▸ **Available data**
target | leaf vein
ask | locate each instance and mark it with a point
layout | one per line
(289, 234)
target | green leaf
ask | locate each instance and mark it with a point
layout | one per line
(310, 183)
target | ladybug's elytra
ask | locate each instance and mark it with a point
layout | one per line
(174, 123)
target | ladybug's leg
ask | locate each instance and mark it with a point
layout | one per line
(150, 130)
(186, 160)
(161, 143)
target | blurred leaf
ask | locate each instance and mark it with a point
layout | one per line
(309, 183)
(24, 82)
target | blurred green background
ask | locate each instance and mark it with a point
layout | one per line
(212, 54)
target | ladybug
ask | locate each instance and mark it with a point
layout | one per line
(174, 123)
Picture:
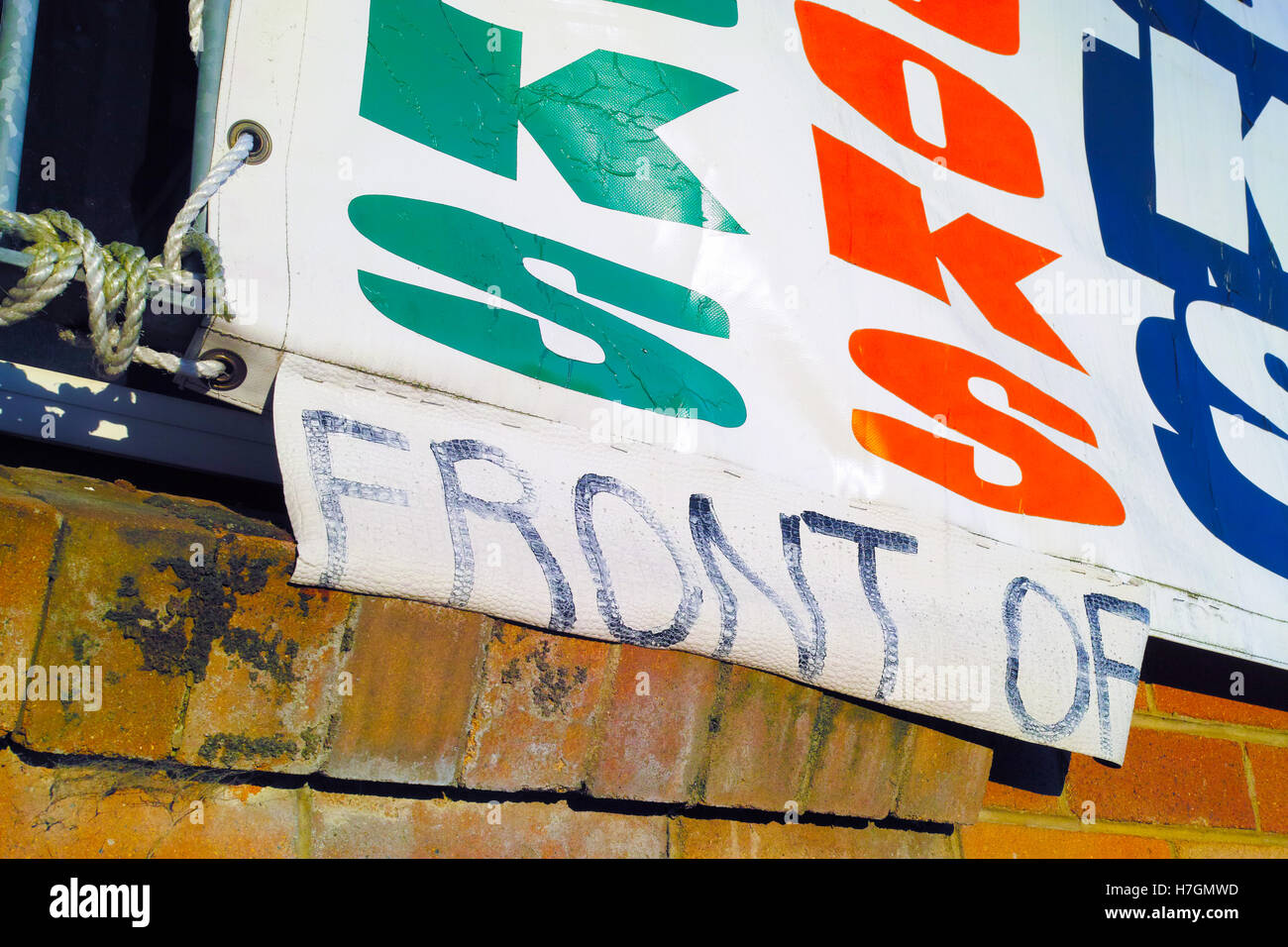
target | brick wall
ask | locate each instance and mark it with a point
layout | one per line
(246, 716)
(1205, 777)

▸ **What is expected**
Reproduce every one of the records above word for word, and leave the pictures out of your copy.

▸ **Full response**
target | leaf vein
ask | locate each instance and mark it with a point
layout | one per line
(289, 234)
target | green leaf
ask | locate each instance and mark it with a point
layout | one per line
(310, 183)
target | ladybug's elytra
ask | locate each instance and mark it with a point
layout | one per line
(174, 123)
target | ladybug's leg
ask | locate each instance and mark it with a point
layout | one per line
(150, 130)
(186, 160)
(161, 143)
target | blurred leaf
ask | locate each instance and mark it with a point
layout | one per line
(309, 183)
(24, 82)
target | blurred green background
ask | locate each instance and mark it with a point
layout | one per line
(212, 54)
target | ladybug
ask | locate each instance and mark it with a point
layout | one per line
(174, 123)
Picture:
target | brick wall
ask | locate each instance and mark it with a point
layout | one per line
(246, 716)
(1205, 777)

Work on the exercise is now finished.